begin Given information
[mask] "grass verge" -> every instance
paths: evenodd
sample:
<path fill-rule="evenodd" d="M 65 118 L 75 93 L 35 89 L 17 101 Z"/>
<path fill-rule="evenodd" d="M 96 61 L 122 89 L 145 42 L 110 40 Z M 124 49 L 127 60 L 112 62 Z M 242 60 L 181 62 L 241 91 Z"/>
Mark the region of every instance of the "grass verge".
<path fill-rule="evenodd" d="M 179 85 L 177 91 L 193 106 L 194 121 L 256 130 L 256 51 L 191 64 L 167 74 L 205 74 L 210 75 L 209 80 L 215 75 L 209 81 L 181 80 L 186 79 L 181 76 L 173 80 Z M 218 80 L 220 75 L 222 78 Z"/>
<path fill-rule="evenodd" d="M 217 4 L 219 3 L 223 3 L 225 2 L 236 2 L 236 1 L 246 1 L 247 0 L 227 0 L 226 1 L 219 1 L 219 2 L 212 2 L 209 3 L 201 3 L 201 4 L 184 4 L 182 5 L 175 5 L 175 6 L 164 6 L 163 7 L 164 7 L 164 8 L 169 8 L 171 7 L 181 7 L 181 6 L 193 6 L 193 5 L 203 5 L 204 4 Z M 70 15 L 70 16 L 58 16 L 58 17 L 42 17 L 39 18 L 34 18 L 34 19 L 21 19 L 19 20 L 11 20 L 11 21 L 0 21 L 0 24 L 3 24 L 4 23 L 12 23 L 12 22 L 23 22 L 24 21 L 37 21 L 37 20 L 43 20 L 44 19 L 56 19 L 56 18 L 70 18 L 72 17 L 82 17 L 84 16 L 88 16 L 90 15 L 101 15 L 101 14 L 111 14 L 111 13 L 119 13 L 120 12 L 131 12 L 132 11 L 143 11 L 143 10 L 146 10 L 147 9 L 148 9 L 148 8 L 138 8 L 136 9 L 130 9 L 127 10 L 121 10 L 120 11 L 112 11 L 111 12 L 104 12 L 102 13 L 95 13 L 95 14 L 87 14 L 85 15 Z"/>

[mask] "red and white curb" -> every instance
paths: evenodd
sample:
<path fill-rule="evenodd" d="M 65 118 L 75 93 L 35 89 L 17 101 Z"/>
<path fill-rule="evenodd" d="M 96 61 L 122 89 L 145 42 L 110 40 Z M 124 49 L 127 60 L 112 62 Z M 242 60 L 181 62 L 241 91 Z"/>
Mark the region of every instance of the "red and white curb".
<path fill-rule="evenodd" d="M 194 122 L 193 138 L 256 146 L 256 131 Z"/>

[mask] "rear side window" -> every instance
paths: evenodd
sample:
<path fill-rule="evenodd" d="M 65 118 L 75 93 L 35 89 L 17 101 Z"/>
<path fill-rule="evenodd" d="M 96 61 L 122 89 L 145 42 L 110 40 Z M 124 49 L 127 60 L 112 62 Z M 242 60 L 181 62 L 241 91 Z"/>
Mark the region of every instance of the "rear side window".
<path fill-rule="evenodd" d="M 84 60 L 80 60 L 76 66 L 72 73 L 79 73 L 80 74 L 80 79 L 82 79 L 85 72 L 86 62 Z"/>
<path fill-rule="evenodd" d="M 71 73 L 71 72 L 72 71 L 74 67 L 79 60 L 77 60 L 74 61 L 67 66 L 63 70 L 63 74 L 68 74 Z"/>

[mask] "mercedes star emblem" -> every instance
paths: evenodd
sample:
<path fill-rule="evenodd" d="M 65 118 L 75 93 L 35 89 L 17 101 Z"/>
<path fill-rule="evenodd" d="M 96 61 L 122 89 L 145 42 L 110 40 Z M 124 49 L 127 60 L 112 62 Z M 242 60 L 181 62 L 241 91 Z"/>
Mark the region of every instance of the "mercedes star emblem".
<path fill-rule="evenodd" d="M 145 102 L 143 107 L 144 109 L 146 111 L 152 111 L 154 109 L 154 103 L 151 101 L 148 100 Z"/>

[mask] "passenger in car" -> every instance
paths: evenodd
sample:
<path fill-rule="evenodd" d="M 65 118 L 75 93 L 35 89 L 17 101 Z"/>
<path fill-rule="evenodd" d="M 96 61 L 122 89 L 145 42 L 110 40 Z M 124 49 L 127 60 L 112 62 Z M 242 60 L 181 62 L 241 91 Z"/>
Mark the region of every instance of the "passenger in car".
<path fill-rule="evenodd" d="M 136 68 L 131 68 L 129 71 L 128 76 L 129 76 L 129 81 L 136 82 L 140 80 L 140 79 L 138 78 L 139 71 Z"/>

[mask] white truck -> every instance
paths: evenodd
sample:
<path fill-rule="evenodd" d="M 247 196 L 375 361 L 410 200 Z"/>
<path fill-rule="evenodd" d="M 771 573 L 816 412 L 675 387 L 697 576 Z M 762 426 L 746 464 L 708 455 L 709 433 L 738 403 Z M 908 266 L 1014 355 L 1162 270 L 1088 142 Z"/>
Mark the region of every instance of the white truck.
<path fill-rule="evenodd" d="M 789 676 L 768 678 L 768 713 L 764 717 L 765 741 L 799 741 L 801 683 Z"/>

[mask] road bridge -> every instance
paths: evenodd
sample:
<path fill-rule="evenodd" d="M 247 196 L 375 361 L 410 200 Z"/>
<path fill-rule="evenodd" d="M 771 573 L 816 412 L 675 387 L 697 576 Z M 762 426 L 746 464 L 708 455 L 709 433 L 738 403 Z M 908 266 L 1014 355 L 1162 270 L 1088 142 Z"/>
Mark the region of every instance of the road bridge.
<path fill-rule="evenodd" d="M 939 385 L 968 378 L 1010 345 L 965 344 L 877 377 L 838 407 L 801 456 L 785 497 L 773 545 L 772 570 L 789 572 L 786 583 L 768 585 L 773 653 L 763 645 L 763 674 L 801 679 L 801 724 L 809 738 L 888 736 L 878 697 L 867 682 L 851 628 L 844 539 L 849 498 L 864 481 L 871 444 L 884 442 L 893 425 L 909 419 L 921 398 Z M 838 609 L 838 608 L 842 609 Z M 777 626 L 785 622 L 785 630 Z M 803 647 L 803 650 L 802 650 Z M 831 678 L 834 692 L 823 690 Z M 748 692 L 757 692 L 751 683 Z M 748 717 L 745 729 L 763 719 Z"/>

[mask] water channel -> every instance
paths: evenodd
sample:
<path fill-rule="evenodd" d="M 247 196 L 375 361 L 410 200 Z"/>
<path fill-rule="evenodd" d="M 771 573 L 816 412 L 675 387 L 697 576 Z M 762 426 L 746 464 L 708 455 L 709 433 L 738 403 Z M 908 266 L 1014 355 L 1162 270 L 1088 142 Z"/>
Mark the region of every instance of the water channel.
end Given information
__Your goal__
Reproduce every row above verbatim, line by line, with no changes.

__Result of this exercise__
[mask] "grass verge" -> every instance
paths: evenodd
sample:
<path fill-rule="evenodd" d="M 65 118 L 75 93 L 35 89 L 17 101 Z"/>
<path fill-rule="evenodd" d="M 96 61 L 122 89 L 145 42 L 110 40 Z M 124 49 L 127 60 L 112 62 Z M 242 60 L 181 62 L 241 91 Z"/>
Mark the region of every instance of the "grass verge".
<path fill-rule="evenodd" d="M 179 85 L 177 91 L 193 106 L 194 121 L 256 130 L 256 51 L 191 64 L 167 74 L 205 74 L 210 75 L 209 80 L 215 75 L 209 81 L 181 80 L 186 79 L 181 76 L 173 80 Z M 218 80 L 220 75 L 222 78 Z"/>
<path fill-rule="evenodd" d="M 217 4 L 219 3 L 223 3 L 225 2 L 236 2 L 236 1 L 246 1 L 247 0 L 227 0 L 226 1 L 219 1 L 219 2 L 212 2 L 209 3 L 201 3 L 201 4 L 184 4 L 182 5 L 175 5 L 175 6 L 164 6 L 163 7 L 164 7 L 164 8 L 169 8 L 171 7 L 181 7 L 181 6 L 193 6 L 193 5 L 203 5 L 204 4 Z M 70 15 L 70 16 L 58 16 L 58 17 L 42 17 L 39 18 L 34 18 L 34 19 L 21 19 L 19 20 L 11 20 L 11 21 L 0 21 L 0 24 L 3 24 L 4 23 L 12 23 L 12 22 L 23 22 L 24 21 L 37 21 L 37 20 L 43 20 L 44 19 L 56 19 L 56 18 L 70 18 L 72 17 L 82 17 L 84 16 L 88 16 L 90 15 L 101 15 L 101 14 L 111 14 L 111 13 L 119 13 L 120 12 L 131 12 L 132 11 L 143 11 L 143 10 L 146 10 L 147 9 L 148 9 L 148 8 L 138 8 L 136 9 L 130 9 L 127 10 L 121 10 L 120 11 L 112 11 L 111 12 L 104 12 L 102 13 L 95 13 L 95 14 L 87 14 L 85 15 Z"/>

[mask] "red and white curb" -> every instance
paths: evenodd
sample:
<path fill-rule="evenodd" d="M 65 118 L 75 93 L 35 89 L 17 101 Z"/>
<path fill-rule="evenodd" d="M 96 61 L 122 89 L 145 42 L 110 40 Z M 124 49 L 127 60 L 112 62 Z M 242 60 L 181 62 L 241 91 Z"/>
Mark the region of every instance of the "red and white curb".
<path fill-rule="evenodd" d="M 194 122 L 193 138 L 256 146 L 256 131 Z"/>

[mask] "rear side window" -> every instance
paths: evenodd
sample:
<path fill-rule="evenodd" d="M 65 118 L 75 93 L 35 89 L 17 101 Z"/>
<path fill-rule="evenodd" d="M 96 61 L 122 89 L 145 42 L 110 40 Z M 124 49 L 127 60 L 112 62 Z M 242 60 L 181 62 L 241 91 Z"/>
Mark the region of every instance of the "rear side window".
<path fill-rule="evenodd" d="M 84 60 L 80 60 L 76 66 L 72 73 L 79 73 L 80 74 L 80 79 L 82 79 L 85 72 L 86 62 Z"/>
<path fill-rule="evenodd" d="M 71 73 L 71 72 L 72 71 L 74 67 L 79 60 L 77 60 L 74 61 L 67 66 L 63 70 L 63 74 L 68 74 Z"/>

[mask] "mercedes star emblem" -> every instance
paths: evenodd
sample:
<path fill-rule="evenodd" d="M 65 118 L 75 93 L 35 89 L 17 101 Z"/>
<path fill-rule="evenodd" d="M 96 61 L 122 89 L 145 42 L 110 40 Z M 124 49 L 127 60 L 112 62 Z M 242 60 L 181 62 L 241 91 Z"/>
Mark the region of every instance of the "mercedes star emblem".
<path fill-rule="evenodd" d="M 145 102 L 143 107 L 144 109 L 146 111 L 152 111 L 154 109 L 154 103 L 151 101 L 148 100 Z"/>

[mask] "passenger in car" -> every instance
paths: evenodd
sample:
<path fill-rule="evenodd" d="M 65 118 L 75 93 L 35 89 L 17 101 Z"/>
<path fill-rule="evenodd" d="M 96 61 L 122 89 L 145 42 L 110 40 Z M 124 49 L 127 60 L 112 62 Z M 242 60 L 181 62 L 241 91 Z"/>
Mark the region of every instance of the "passenger in car".
<path fill-rule="evenodd" d="M 136 68 L 131 68 L 129 71 L 128 76 L 129 76 L 129 81 L 136 82 L 140 80 L 140 79 L 138 78 L 139 71 Z"/>

[mask] white truck -> every instance
paths: evenodd
sample:
<path fill-rule="evenodd" d="M 247 196 L 375 361 L 410 200 Z"/>
<path fill-rule="evenodd" d="M 771 573 L 816 412 L 675 387 L 697 576 Z M 762 426 L 746 464 L 708 455 L 709 433 L 738 403 Z M 908 266 L 1014 355 L 1162 270 L 1088 142 Z"/>
Mark the region of every instance of the white truck.
<path fill-rule="evenodd" d="M 789 676 L 768 678 L 768 713 L 764 717 L 765 741 L 799 741 L 801 683 Z"/>

[mask] road bridge -> every instance
paths: evenodd
sample:
<path fill-rule="evenodd" d="M 247 196 L 375 361 L 410 200 Z"/>
<path fill-rule="evenodd" d="M 771 573 L 816 412 L 675 387 L 697 576 Z M 762 426 L 746 464 L 708 455 L 709 433 L 738 403 Z M 908 266 L 1014 355 L 1162 270 L 1088 142 Z"/>
Mark the region of every instance of the road bridge.
<path fill-rule="evenodd" d="M 939 385 L 968 378 L 1010 345 L 965 344 L 877 377 L 838 407 L 801 456 L 785 497 L 773 545 L 772 570 L 789 572 L 786 583 L 768 585 L 773 653 L 763 645 L 763 674 L 801 679 L 801 724 L 809 738 L 888 736 L 878 697 L 867 682 L 851 628 L 844 539 L 849 498 L 864 481 L 871 444 L 884 442 L 893 425 L 909 419 L 921 398 Z M 838 609 L 838 608 L 842 609 Z M 777 626 L 785 622 L 785 630 Z M 803 647 L 803 650 L 802 650 Z M 831 678 L 834 692 L 823 690 Z M 748 692 L 757 692 L 751 683 Z M 748 717 L 745 729 L 763 719 Z"/>

[mask] water channel -> every instance
paths: evenodd
sample:
<path fill-rule="evenodd" d="M 247 196 L 375 361 L 410 200 Z"/>
<path fill-rule="evenodd" d="M 771 573 L 816 412 L 675 387 L 697 576 Z M 762 426 L 746 464 L 708 455 L 709 433 L 738 403 Z M 908 266 L 1014 355 L 1162 270 L 1088 142 Z"/>
Mark the region of every instance of the water channel.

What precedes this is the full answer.